Copy all of the records below verbatim.

╭─ Data extract

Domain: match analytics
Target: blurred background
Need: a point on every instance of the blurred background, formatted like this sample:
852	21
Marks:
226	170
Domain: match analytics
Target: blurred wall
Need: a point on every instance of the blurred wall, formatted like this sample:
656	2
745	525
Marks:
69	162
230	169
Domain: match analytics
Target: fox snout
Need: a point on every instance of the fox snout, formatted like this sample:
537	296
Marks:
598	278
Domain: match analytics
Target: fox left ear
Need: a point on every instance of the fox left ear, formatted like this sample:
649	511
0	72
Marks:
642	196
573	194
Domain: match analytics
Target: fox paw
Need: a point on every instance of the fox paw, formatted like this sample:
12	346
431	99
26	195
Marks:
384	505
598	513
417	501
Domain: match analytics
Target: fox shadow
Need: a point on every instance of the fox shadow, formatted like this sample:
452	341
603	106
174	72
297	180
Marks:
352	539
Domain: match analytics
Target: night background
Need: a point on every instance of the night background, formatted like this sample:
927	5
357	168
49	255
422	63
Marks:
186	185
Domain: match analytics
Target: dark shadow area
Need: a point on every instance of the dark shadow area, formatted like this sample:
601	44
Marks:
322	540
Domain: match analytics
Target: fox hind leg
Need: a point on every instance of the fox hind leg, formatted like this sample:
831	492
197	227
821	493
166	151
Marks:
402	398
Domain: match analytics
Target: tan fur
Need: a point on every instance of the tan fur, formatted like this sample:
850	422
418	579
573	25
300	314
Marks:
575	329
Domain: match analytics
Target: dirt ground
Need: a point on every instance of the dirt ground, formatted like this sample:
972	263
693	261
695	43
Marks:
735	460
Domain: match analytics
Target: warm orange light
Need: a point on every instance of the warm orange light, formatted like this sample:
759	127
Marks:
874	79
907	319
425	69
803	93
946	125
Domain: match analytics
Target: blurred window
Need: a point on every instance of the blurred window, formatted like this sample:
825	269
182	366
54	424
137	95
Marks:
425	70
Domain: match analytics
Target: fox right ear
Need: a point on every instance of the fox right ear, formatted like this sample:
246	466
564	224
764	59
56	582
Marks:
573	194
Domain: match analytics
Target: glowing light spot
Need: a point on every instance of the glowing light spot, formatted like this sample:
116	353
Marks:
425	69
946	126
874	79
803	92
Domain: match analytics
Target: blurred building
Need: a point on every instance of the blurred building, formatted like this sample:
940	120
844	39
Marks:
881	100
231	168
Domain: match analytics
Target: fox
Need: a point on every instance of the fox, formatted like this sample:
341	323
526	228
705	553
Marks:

╰─

- _Finished task_:
Domain: match analytics
Target: blurred background
Need: a point on every instance of the blurred background, formatted like this sample:
852	21
Marks:
226	170
Domain: match analytics
Target: blurred wall
Need: a point on every instance of the blurred wall, formatted like this sample:
656	2
745	525
Marks:
69	162
230	169
Domain: match analytics
Target: fox snout
Need: a point on every instance of the fox snout, formatted like this sample:
537	296
Marks:
598	278
Domain: match analytics
Target: fox left ear
Need: a point on every instance of the fox left ear, formatted like this sample:
649	511
0	72
Marks:
642	196
573	194
Domain: match analytics
Target: fox paw
Need: a point on every instance of the fox paw, formatted like this sample:
12	346
431	99
26	195
Marks:
384	505
598	513
417	501
Domain: match analytics
Target: fox shadow
Need: a point on every instance of the fox shadow, formatted like this sample:
452	341
603	106
174	72
297	180
Marks:
352	539
Domain: match analytics
Target: night background
Need: a point on every instance of the night background, formatted like this sample:
927	5
357	168
49	255
422	63
Marks:
186	185
Domain: match analytics
Target: dark shadow area
Need: a point on every instance of the dark shadow area, formatted like this sample:
601	44
Marks:
322	540
Domain: match analytics
Target: fox hind leg
Need: a point on every instance of the fox hind leg, formatted like this sample:
831	492
197	227
821	493
166	151
Marks:
402	398
Domain: match analytics
Target: tan fur
Need: a point on every instance of the tan fur, formatted like this sample:
850	422
418	579
573	25
300	314
Marks:
575	329
Domain: match analytics
Target: dirt ground
Need: a point on every instance of the dirt ground, formatted like this sample:
972	263
693	261
695	43
Marks:
735	460
Domain: match analytics
Target: warm orange light
Need: a point on every instance of the warm orange light, formatted like this sample:
759	127
Marks:
874	79
907	319
425	69
803	93
946	125
Domain: match analytics
Target: blurred window
Need: a point on every instance of the blurred window, formatted like this sample:
825	269
182	366
54	424
137	95
Marks:
425	70
Domain: match analytics
Target: fox right ear
Need: a point on every instance of the fox right ear, formatted like this sample:
246	466
564	224
764	59
56	582
Marks:
573	194
Domain: match analytics
Target: glowing light spot
Need: a point on every instance of the glowing light spot, formatted like this sample:
116	353
Marks:
425	69
946	126
874	79
803	92
Domain: match analytics
Target: blurred building
Need: a point on every instance of the blurred building, formatted like this sample:
940	120
844	39
Marks:
881	100
231	168
Domain: match analytics
Target: fox
Need: a point on every instance of the fox, formatted like this sample:
341	323
526	228
705	553
Marks:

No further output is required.